**DIRECTIONS**
Skip the images and return the records below exactly.

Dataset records
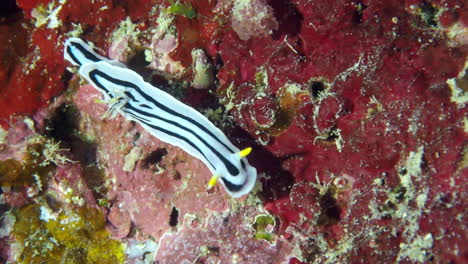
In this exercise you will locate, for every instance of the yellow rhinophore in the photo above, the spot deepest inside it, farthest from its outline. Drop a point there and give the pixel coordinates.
(243, 153)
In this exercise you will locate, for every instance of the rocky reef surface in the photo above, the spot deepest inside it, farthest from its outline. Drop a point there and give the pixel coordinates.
(356, 112)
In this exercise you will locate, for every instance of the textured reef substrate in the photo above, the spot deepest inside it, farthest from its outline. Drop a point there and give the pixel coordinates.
(356, 112)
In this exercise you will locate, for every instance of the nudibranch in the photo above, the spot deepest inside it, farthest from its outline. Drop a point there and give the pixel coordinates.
(164, 117)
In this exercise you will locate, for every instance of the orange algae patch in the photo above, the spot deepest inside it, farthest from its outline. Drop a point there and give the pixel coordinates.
(64, 236)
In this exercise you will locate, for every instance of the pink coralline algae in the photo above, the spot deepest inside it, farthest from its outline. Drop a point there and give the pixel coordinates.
(356, 112)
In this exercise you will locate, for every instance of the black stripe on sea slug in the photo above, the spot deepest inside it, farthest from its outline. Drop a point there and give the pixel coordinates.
(86, 53)
(230, 167)
(169, 133)
(72, 56)
(231, 186)
(161, 106)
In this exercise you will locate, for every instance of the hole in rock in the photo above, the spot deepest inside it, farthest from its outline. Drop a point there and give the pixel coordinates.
(174, 217)
(316, 88)
(154, 157)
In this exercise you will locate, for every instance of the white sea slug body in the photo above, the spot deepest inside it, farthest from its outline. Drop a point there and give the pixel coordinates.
(164, 116)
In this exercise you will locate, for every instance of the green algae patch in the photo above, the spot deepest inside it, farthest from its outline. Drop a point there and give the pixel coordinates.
(262, 224)
(32, 170)
(183, 9)
(64, 236)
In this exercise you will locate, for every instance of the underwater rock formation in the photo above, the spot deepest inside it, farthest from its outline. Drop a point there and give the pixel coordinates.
(356, 112)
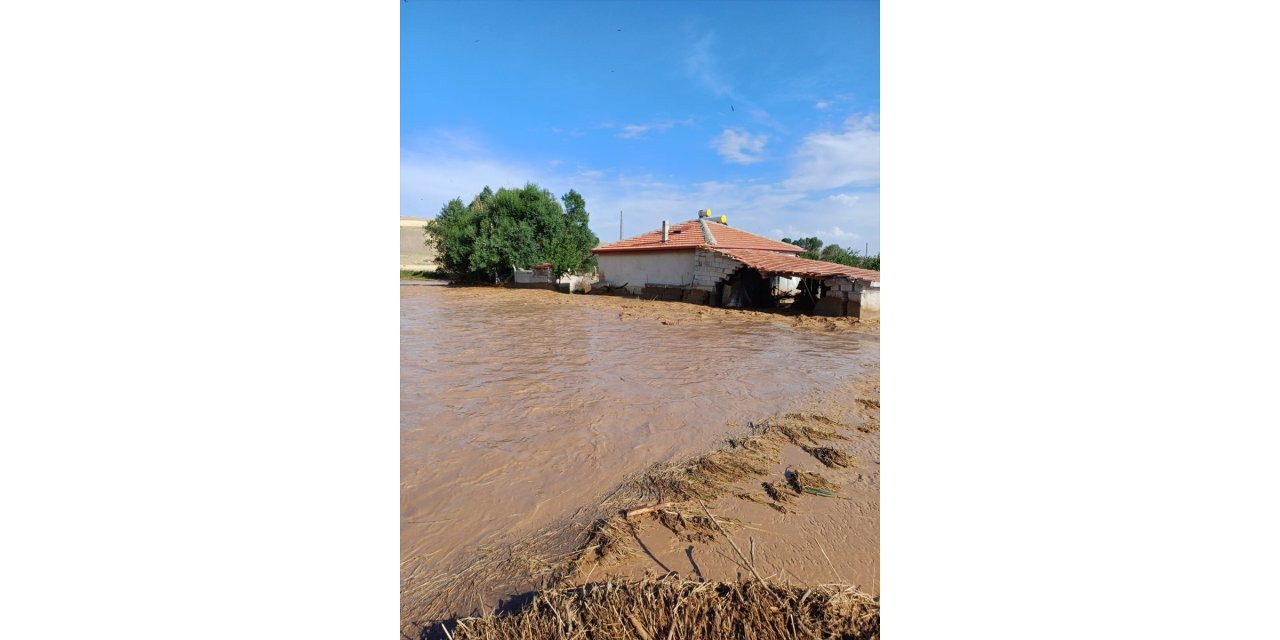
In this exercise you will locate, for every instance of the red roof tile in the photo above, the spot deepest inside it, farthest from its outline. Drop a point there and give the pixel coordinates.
(780, 264)
(698, 233)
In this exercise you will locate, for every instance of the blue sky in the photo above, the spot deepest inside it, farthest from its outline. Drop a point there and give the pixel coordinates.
(764, 112)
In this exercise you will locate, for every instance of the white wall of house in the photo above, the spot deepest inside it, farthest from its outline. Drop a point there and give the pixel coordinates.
(640, 268)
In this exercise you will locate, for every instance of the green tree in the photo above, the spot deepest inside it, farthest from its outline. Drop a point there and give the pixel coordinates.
(512, 228)
(571, 251)
(836, 254)
(810, 246)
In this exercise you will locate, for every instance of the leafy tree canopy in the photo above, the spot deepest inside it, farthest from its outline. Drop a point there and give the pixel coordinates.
(512, 228)
(814, 250)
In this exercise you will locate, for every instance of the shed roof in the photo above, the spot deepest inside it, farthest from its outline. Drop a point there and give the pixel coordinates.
(780, 264)
(698, 233)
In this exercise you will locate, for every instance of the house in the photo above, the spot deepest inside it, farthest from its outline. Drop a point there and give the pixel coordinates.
(539, 277)
(708, 261)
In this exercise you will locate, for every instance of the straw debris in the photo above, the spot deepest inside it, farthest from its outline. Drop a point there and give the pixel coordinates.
(828, 456)
(671, 607)
(798, 480)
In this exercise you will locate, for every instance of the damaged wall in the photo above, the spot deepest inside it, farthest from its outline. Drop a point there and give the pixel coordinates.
(849, 297)
(640, 268)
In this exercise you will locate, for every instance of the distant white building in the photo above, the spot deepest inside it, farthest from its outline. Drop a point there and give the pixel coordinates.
(415, 255)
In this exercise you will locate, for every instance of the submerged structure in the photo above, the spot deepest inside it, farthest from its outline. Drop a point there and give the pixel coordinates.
(707, 261)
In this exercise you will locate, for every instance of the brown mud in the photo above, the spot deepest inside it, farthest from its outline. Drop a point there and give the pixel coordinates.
(533, 423)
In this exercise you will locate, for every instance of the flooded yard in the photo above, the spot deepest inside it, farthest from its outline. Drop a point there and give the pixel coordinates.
(517, 407)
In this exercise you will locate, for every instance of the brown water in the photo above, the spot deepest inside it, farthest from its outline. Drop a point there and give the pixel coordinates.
(520, 406)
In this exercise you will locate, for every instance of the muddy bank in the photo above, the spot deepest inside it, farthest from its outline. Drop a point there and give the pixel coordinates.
(526, 416)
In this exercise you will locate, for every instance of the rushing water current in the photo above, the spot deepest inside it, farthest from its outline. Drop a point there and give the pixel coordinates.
(520, 406)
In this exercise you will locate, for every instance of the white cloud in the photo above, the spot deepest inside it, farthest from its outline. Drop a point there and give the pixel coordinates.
(740, 146)
(449, 167)
(828, 160)
(636, 131)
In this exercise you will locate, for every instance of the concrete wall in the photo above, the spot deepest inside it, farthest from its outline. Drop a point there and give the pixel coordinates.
(848, 297)
(415, 255)
(635, 270)
(711, 268)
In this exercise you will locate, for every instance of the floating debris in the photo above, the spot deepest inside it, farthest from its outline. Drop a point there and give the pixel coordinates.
(828, 456)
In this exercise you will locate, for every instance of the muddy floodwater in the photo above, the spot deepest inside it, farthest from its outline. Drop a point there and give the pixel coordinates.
(517, 407)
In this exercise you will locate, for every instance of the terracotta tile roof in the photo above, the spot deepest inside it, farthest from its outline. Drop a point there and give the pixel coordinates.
(780, 264)
(698, 233)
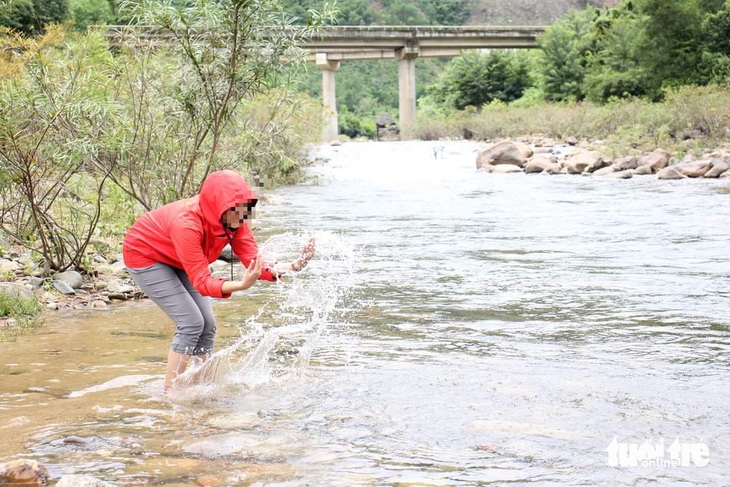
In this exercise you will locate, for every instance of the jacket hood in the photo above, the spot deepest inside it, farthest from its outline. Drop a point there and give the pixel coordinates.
(222, 190)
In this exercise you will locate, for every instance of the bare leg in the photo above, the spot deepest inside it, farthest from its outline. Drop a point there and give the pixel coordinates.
(176, 365)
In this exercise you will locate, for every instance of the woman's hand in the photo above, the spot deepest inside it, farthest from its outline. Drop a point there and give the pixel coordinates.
(253, 272)
(305, 256)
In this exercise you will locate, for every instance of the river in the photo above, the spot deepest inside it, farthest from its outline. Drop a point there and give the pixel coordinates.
(456, 328)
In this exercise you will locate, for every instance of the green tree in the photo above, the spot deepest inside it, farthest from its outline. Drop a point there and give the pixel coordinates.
(563, 56)
(672, 45)
(90, 12)
(446, 12)
(222, 54)
(18, 15)
(614, 66)
(30, 16)
(400, 12)
(475, 79)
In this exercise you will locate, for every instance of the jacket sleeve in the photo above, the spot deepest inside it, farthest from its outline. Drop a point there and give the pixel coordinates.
(245, 248)
(187, 242)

**COMPLETE OUTPUT**
In this exercise you will locate, for every instance of the yellow rhinophore in the photo above, the spot deepest inside it, farthest from its outline. Drop a point there and give the pixel coordinates.
(243, 153)
In this exercise you will locate, for every instance of the rocky reef surface in the photo above, the spot deepest inside it, farthest from its outline. Drop a point there and give the pixel coordinates.
(356, 112)
In this exercise you will locate, for every instance of the textured reef substrate in the photo above, the spot deepest inside it, farthest from its outline. Drop a point there and give the pixel coordinates.
(356, 112)
In this exercise you will locate, for every instance of the nudibranch in the photo above, the spot deepest inside it, farthest from its outline. Drop a point there and give the pixel coordinates.
(164, 117)
In this exercise you will locate, for every instance of the orange algae patch in the photo above, the spot deepest inside it, farthest from its outline. Drop a point there and give the pixel coordinates.
(64, 236)
In this exercise you will locate, for every instance of the pink coralline algae in the photo above, the spot deepest inside it, farthest from its outline. Drop a point there and give the pixel coordinates.
(356, 112)
In this exercise you will locate, for every instance of the black stripe on sea slug in the photo above, the spot deepest inside it, farthest from its outline. Drop a point there and give the pixel coordinates.
(86, 53)
(230, 167)
(169, 133)
(72, 56)
(231, 186)
(161, 106)
In this exercise you will locate, for every instance of the hole in rock in the photo above, the spot deepest inside it, farthest from its outline. Drop a point there and give the pixel coordinates.
(174, 217)
(316, 88)
(154, 157)
In this exercise you will locate, for every instance of the white sea slug body in the photo above, the spot deepest inside it, farthest from its outline. Drop a point there and give the pixel coordinates.
(164, 116)
In this exercise you will locate, for every instance of the green algae patch in the photo above, the spot deepest inside it, farthest from its outline. Drop a point there and give the pixel coordinates.
(262, 224)
(32, 170)
(183, 9)
(64, 236)
In this exercise you will locate, for every instance of the underwater rock formation in the photo above, the spot deepest inside it, farthest from its outline. Drop a point there and give the pixel coordinates.
(356, 112)
In this exercise you will locate, for every instance of the red roof tile in the photo above, the spot deepest inside it, farthest from its outline. Drop a point there and give the pixel coordinates.
(780, 264)
(698, 233)
In this exercise you will locate, for every instance of the blue sky in the photo above, the spot deepest inside it, farthest from its outline. Drop a point there and give the pixel coordinates.
(764, 112)
In this exercise you will locate, for every instance of the white wall of house in the photo above, the spot deepest inside it, farthest from its outline. Drop a point there and give the pixel coordinates.
(640, 268)
In this exercise you will locate, for every instance of the green tree in the photo above, the spot deepest inside it, farthest from its outline. Drop a point there and give the pixel coordinates.
(512, 228)
(571, 251)
(836, 254)
(810, 246)
In this exercise you will locate, for every instance of the leafy tree canopy in the photo above, the spot deepest inside it, farthest from its outline. Drop a point there and give the pixel coordinates.
(512, 228)
(814, 250)
In this exercise you will locate, for every instance of the shed roof in the photo above, the spot deepest inside it, farthest from its outline. Drop a point there and give the pixel coordinates.
(780, 264)
(698, 233)
In this exercise you will locate, for every instance of the house in the photo above, the spot deepest inside it, farthest from its outline. Drop a point there and give the pixel coordinates.
(539, 277)
(708, 261)
In this exercise you will locate, for every instance of the straw debris in the photo above, the spot deepest inside it, farthest from its outline. Drop a point there and give the pixel coordinates.
(828, 456)
(671, 607)
(798, 480)
In this exercise you will locate, for every instance of the damaged wall in the photo above, the spot deepest inside it, farthest from its outline. Drop a point there and give the pixel coordinates.
(849, 297)
(640, 268)
In this exercise you will locate, for every instance of the distant white building in the photo above, the spot deepest inside it, farthest from its outline. Drop a point there and give the pixel coordinates.
(415, 255)
In this exercise you will locate, for every instance of the submerged structure in the photo above, the spot deepest inside it, farthest from its outline. Drop a point there and give the pixel coordinates.
(707, 261)
In this exercise you will locate, for every instance of the brown mud in the photo above, the spot deepest inside it, farthest from its outline. Drop a point there and give the pixel coordinates.
(533, 423)
In this exercise you will locate, for every instance of the flooded yard in the photo above, the spot deepest inside it, farthest from its outline. Drop a point there and give the pixel coordinates.
(517, 407)
In this exercise you will locate, for every instance of the brown water in the photo above, the spot deepest inside it, farthest from its outline. Drop a point there and give the pixel coordinates.
(520, 406)
In this exercise you will locate, for every instance of the muddy bank in the photo above, the spot deepest inside it, farthest from its outline. Drop a point there and give the pixel coordinates.
(526, 416)
In this exercise you will locate, for every instance of the rushing water current in the photo above, the spot deepest inside it, farthest from its outline. Drop a point there and give the pixel coordinates.
(520, 406)
In this exercise you will locate, for every instance of the white cloud in the photo above, the spot deepest inside it, farthest from its outline. Drop a point there and give the pixel coordinates.
(740, 146)
(449, 167)
(828, 160)
(636, 131)
In this exercise you will locate, for every instance of the concrete wall in the photo above, the spot deepest inside it, farthest from its outline. Drop a point there and give the pixel coordinates.
(848, 297)
(415, 255)
(635, 270)
(711, 268)
In this exercise you will locate, for every instance of the floating debris in the photo above, the spot deepest inside it, farthest from its outline. Drop a point there and give the pixel coordinates.
(828, 456)
In this exercise you will locate, for every instance of the muddy floodwater in the photo above, the spot deepest inside it, farthest from its outline. Drop a point there and give the pixel coordinates.
(517, 407)
In this exercise you will locate, for every instance of the terracotta tile roof in the photo above, the spot deepest inside it, farthest from its outline. Drop a point there and give the pixel coordinates.
(780, 264)
(698, 233)
In this exercise you will locate, for every instance of the jacket hood in the photo above, the spot deepest inside it, farthest from its outline. Drop a point there and give the pixel coordinates.
(222, 190)
In this exercise you will locate, for every instance of the bare leg in the photo above, the spot deepest inside it, farthest from its outline. Drop a point there and give the pixel coordinates.
(176, 365)
In this exercise you will locate, for every instance of the woman's hand in the photo above, the spot deepest inside it, farthest from its outline. Drop a point there and give the pixel coordinates.
(253, 272)
(305, 256)
In this exercise you will locate, for every instance of the river in the photo above, the spot deepest inside it, farthest from its outline. Drop a point there and give the pixel coordinates.
(456, 328)
In this exercise you will locate, for every instance of the green tree in the photo above, the spot deepest inside it, farthest from its outline. Drop a point there and give the pixel coordinates.
(563, 56)
(672, 45)
(90, 12)
(446, 12)
(222, 54)
(18, 15)
(614, 66)
(30, 16)
(400, 12)
(475, 79)
In this exercise you will locate, for every instance of the jacket sleeve in the photo above, the spot deepest inside it, farthest from its outline. Drop a point there and give the pixel coordinates.
(245, 248)
(187, 242)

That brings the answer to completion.